- Task requirements
Which lines in the listing below contain the word "train"? Pick out each one and copy it in full.

Records from a point-labeling set:
* * * *

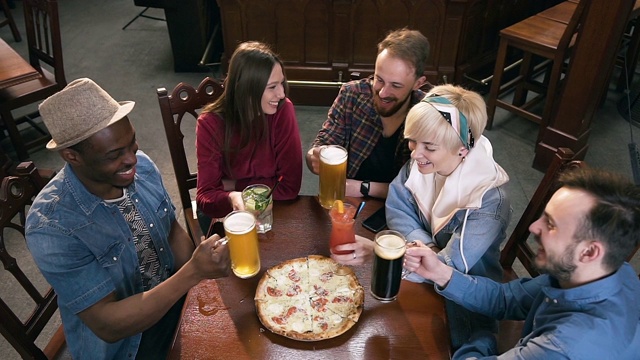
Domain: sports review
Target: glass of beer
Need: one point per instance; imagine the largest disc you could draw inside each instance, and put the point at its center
(333, 174)
(255, 201)
(240, 229)
(389, 249)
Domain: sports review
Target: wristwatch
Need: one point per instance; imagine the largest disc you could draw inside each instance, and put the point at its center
(364, 188)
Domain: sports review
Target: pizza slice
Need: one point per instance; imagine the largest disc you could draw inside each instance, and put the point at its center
(287, 317)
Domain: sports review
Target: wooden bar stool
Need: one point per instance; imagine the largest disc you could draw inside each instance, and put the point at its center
(9, 21)
(535, 36)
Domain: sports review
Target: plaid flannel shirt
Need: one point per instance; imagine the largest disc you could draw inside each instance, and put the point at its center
(354, 123)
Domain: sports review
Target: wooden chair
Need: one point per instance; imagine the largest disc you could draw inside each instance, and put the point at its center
(9, 21)
(535, 36)
(178, 107)
(147, 4)
(518, 246)
(16, 195)
(45, 50)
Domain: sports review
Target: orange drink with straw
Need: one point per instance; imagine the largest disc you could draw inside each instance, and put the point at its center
(342, 225)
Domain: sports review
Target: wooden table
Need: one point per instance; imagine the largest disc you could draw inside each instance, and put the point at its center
(219, 319)
(13, 68)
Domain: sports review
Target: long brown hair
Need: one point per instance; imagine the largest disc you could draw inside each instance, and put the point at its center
(240, 103)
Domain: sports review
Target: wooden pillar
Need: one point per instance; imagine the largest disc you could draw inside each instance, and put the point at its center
(594, 55)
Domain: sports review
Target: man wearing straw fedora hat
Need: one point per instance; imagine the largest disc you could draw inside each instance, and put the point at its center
(104, 233)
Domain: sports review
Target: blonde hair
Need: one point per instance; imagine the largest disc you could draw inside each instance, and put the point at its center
(424, 121)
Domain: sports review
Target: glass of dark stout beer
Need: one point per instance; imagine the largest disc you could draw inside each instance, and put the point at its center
(389, 249)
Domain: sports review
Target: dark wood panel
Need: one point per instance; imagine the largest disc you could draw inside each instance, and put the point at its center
(318, 39)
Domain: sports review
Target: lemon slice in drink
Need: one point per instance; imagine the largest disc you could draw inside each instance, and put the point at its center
(339, 205)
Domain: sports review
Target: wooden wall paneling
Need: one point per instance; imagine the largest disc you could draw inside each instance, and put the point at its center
(594, 53)
(428, 16)
(317, 30)
(319, 39)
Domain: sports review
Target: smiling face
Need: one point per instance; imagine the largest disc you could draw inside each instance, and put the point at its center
(393, 82)
(432, 157)
(555, 232)
(107, 162)
(274, 91)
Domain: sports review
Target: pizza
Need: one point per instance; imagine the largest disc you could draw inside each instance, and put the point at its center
(309, 299)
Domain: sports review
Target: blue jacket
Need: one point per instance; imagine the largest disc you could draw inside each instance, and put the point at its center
(85, 249)
(477, 203)
(599, 320)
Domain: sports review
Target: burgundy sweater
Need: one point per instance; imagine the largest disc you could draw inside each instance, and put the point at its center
(280, 154)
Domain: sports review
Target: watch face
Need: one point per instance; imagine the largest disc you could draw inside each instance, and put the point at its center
(364, 188)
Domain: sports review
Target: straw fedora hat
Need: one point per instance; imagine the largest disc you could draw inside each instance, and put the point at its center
(78, 111)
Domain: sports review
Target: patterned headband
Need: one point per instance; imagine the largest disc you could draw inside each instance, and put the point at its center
(454, 117)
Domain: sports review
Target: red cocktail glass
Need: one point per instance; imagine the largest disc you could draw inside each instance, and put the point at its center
(342, 227)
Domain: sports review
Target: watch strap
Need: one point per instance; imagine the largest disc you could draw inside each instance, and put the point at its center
(364, 187)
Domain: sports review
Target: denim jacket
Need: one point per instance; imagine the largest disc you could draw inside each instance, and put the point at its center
(85, 249)
(484, 219)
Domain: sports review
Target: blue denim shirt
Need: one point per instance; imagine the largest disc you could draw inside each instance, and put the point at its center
(85, 249)
(599, 320)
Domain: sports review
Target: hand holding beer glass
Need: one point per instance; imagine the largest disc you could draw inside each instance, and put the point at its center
(240, 230)
(333, 174)
(389, 249)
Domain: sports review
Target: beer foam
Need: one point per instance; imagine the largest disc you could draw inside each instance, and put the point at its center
(333, 155)
(239, 223)
(390, 247)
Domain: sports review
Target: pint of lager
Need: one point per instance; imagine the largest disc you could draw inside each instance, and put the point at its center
(240, 229)
(389, 249)
(333, 174)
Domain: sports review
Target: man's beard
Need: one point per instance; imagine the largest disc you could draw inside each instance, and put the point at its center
(393, 110)
(560, 267)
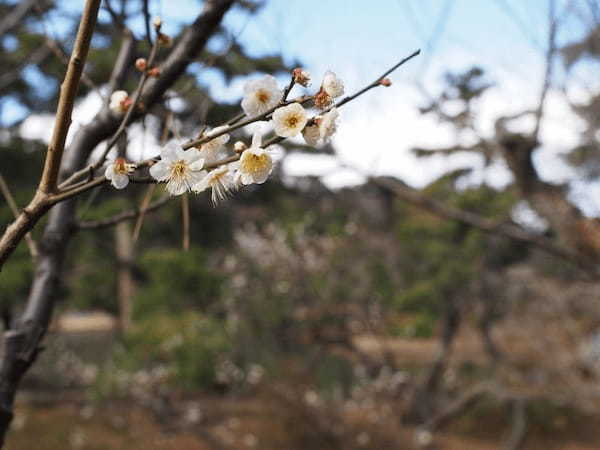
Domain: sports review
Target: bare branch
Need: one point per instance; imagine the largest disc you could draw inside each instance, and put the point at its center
(68, 91)
(549, 65)
(511, 231)
(15, 210)
(124, 216)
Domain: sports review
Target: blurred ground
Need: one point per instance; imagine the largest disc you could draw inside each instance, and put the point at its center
(55, 418)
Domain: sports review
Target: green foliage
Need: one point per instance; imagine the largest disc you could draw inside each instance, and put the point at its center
(185, 348)
(175, 281)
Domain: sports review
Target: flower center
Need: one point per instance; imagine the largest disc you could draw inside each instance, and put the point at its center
(292, 121)
(255, 163)
(262, 96)
(179, 169)
(120, 166)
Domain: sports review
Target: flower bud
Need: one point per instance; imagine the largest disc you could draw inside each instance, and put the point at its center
(141, 64)
(154, 72)
(164, 40)
(323, 99)
(239, 147)
(301, 77)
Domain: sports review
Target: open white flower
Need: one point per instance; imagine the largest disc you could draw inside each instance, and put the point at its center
(255, 164)
(289, 120)
(181, 169)
(119, 102)
(322, 129)
(220, 180)
(209, 150)
(118, 172)
(332, 84)
(261, 95)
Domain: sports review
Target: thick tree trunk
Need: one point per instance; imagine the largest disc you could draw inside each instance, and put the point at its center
(22, 342)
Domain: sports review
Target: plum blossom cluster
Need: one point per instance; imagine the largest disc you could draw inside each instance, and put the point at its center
(208, 164)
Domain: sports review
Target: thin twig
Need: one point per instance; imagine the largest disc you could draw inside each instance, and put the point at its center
(31, 244)
(67, 97)
(124, 216)
(549, 65)
(185, 222)
(128, 115)
(243, 123)
(147, 22)
(273, 140)
(144, 207)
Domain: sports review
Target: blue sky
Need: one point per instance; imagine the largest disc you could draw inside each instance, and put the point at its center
(359, 40)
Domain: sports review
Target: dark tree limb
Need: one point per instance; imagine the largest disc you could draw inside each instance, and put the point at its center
(22, 343)
(122, 217)
(514, 232)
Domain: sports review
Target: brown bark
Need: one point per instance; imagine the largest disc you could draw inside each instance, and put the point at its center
(574, 231)
(22, 343)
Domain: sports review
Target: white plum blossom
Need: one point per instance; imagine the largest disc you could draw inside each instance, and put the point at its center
(289, 120)
(209, 150)
(322, 128)
(255, 164)
(261, 95)
(118, 172)
(220, 180)
(119, 102)
(311, 134)
(332, 84)
(181, 169)
(301, 77)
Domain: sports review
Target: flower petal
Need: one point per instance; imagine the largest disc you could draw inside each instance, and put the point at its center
(120, 181)
(160, 171)
(169, 151)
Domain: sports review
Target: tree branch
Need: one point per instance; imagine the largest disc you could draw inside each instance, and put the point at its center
(68, 91)
(511, 231)
(124, 216)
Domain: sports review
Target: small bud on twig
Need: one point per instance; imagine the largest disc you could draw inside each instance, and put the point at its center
(323, 99)
(164, 40)
(239, 147)
(301, 77)
(154, 72)
(141, 64)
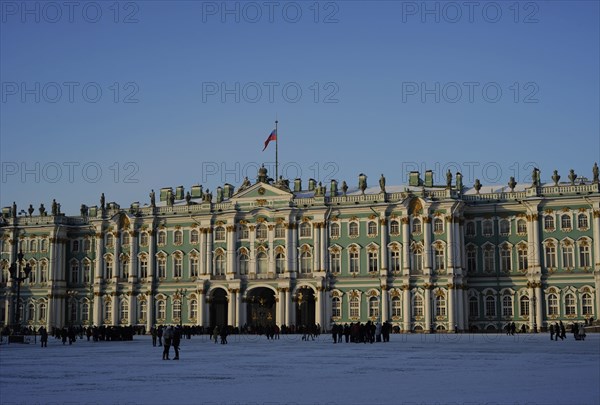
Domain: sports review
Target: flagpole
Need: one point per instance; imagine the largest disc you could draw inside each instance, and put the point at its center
(276, 144)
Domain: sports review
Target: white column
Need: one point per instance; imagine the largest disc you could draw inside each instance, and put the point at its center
(596, 244)
(405, 246)
(252, 258)
(231, 250)
(149, 312)
(383, 241)
(451, 307)
(202, 258)
(427, 309)
(208, 250)
(271, 256)
(323, 262)
(231, 307)
(132, 309)
(531, 294)
(238, 309)
(201, 305)
(115, 309)
(427, 247)
(406, 315)
(280, 318)
(317, 246)
(319, 307)
(384, 304)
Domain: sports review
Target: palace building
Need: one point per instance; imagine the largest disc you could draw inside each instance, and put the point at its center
(424, 257)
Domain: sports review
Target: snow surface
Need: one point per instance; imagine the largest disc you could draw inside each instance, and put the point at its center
(411, 369)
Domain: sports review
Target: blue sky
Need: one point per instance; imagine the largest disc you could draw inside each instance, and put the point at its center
(126, 97)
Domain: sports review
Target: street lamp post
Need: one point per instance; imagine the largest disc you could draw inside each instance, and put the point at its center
(15, 274)
(534, 311)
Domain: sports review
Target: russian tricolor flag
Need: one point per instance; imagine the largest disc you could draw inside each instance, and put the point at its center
(272, 137)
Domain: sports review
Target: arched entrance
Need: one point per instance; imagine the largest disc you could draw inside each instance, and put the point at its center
(218, 307)
(305, 306)
(261, 306)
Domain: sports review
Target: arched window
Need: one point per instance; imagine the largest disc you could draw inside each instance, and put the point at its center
(162, 238)
(143, 266)
(373, 307)
(396, 307)
(42, 314)
(373, 261)
(244, 232)
(220, 234)
(336, 307)
(305, 230)
(261, 231)
(490, 306)
(261, 260)
(438, 226)
(552, 304)
(305, 262)
(521, 227)
(177, 309)
(505, 258)
(473, 307)
(440, 305)
(394, 227)
(334, 230)
(372, 228)
(85, 312)
(143, 310)
(353, 229)
(354, 260)
(487, 228)
(470, 229)
(504, 227)
(550, 255)
(107, 310)
(354, 307)
(416, 226)
(75, 272)
(336, 261)
(162, 310)
(570, 305)
(124, 311)
(279, 231)
(220, 264)
(193, 309)
(524, 305)
(582, 222)
(507, 306)
(565, 222)
(178, 237)
(586, 304)
(243, 263)
(418, 306)
(279, 263)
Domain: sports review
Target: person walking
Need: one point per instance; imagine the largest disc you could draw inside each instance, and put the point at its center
(168, 336)
(176, 342)
(43, 336)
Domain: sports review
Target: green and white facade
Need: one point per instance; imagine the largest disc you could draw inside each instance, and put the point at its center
(422, 256)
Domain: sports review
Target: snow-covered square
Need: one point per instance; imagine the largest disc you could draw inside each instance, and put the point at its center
(410, 369)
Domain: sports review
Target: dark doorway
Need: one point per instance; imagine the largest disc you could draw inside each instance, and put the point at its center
(305, 307)
(218, 308)
(261, 307)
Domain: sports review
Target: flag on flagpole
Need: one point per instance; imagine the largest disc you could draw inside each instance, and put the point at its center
(272, 137)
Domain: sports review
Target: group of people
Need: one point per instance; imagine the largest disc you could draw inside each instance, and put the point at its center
(369, 332)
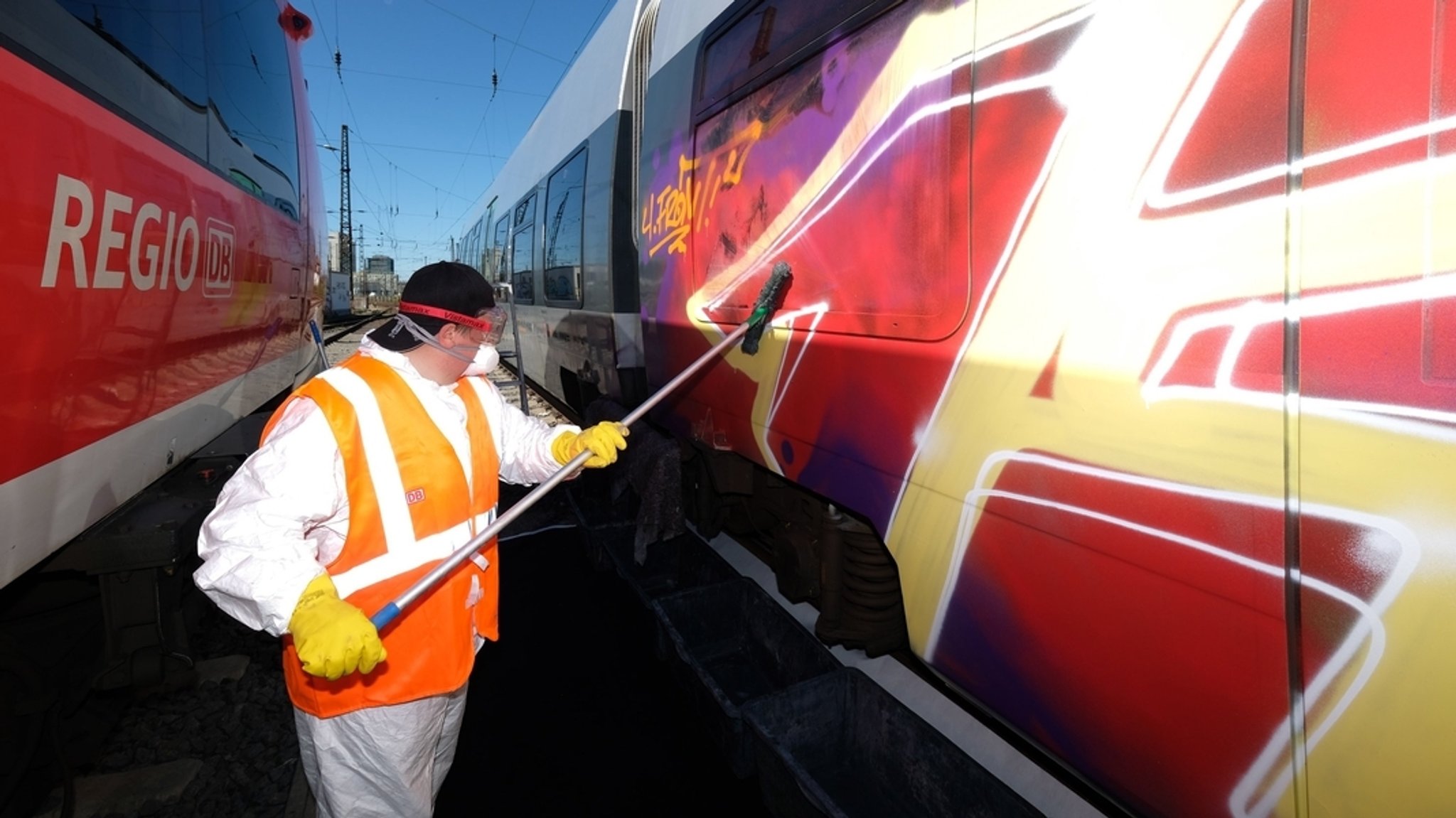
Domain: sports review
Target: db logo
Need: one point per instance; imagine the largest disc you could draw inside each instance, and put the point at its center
(219, 280)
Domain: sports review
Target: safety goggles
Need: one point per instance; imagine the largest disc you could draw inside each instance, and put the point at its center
(491, 322)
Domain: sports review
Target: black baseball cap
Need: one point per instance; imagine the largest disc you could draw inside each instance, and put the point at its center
(443, 286)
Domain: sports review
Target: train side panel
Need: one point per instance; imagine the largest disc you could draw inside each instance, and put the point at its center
(1169, 291)
(161, 269)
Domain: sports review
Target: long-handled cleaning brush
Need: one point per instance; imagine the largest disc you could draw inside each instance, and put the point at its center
(750, 330)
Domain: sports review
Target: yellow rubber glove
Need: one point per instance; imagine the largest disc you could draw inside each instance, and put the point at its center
(603, 441)
(332, 637)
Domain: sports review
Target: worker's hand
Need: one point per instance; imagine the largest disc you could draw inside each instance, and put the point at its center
(332, 638)
(603, 441)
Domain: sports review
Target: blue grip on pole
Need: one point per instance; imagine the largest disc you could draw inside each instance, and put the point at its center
(385, 616)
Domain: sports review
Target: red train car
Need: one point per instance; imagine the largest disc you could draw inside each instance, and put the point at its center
(164, 229)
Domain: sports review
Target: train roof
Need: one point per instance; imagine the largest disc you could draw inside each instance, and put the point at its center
(586, 97)
(593, 89)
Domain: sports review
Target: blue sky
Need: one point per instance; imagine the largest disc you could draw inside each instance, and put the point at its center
(427, 133)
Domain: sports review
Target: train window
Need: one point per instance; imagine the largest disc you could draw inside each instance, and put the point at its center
(765, 34)
(144, 58)
(254, 134)
(523, 252)
(564, 219)
(503, 235)
(525, 211)
(796, 152)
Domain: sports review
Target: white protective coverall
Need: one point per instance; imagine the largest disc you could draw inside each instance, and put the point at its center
(282, 519)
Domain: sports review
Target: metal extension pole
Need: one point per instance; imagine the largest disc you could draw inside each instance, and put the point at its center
(429, 581)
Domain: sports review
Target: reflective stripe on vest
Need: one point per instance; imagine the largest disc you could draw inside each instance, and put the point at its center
(410, 507)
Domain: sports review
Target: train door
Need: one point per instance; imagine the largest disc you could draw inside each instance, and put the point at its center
(1374, 290)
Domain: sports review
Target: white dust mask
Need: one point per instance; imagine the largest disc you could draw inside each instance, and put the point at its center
(486, 360)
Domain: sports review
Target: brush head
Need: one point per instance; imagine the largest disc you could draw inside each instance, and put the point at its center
(769, 300)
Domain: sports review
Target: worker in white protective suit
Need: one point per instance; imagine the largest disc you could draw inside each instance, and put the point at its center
(369, 476)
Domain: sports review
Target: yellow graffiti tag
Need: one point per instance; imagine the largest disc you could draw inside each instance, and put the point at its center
(679, 208)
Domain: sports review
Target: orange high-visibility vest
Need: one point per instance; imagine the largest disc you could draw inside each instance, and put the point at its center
(410, 507)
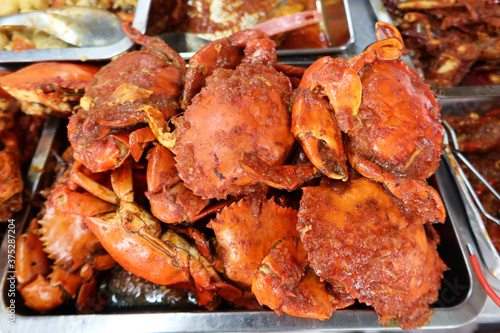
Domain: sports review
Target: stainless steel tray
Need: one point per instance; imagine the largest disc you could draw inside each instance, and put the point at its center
(82, 53)
(486, 90)
(489, 255)
(461, 297)
(336, 23)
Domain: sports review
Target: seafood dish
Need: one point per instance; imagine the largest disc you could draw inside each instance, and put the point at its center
(15, 38)
(237, 181)
(453, 43)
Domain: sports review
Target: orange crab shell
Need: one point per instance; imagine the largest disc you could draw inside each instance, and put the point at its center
(285, 284)
(53, 84)
(245, 232)
(396, 98)
(397, 268)
(240, 111)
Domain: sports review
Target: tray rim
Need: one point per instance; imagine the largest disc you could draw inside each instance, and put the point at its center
(302, 52)
(82, 53)
(255, 321)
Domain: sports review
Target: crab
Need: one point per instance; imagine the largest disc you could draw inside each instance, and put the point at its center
(58, 258)
(137, 241)
(452, 41)
(245, 231)
(231, 84)
(12, 185)
(111, 123)
(359, 235)
(285, 283)
(381, 118)
(171, 201)
(52, 87)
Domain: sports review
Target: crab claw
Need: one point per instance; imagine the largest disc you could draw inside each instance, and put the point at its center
(283, 177)
(285, 284)
(315, 126)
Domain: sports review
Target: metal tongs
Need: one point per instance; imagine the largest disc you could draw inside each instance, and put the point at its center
(453, 146)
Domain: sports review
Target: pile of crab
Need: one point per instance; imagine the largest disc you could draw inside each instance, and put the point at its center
(249, 182)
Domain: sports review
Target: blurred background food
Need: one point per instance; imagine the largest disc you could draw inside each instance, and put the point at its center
(454, 43)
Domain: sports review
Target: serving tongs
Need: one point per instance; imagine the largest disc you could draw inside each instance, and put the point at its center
(452, 149)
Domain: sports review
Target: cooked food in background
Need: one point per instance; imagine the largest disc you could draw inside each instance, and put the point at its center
(479, 140)
(54, 88)
(454, 43)
(128, 290)
(25, 38)
(221, 18)
(154, 140)
(16, 130)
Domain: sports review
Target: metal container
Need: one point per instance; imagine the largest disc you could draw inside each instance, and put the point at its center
(462, 106)
(82, 53)
(485, 90)
(461, 298)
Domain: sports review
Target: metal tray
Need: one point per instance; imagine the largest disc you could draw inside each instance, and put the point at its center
(488, 254)
(486, 90)
(336, 23)
(82, 53)
(461, 298)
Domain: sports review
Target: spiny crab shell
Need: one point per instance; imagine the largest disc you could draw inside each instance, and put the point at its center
(241, 110)
(407, 104)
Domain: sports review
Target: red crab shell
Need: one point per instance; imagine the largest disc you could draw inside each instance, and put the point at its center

* * * *

- Final result
Target: train side panel
Target: red train car
Target: train roof
Target: train window
Target: train door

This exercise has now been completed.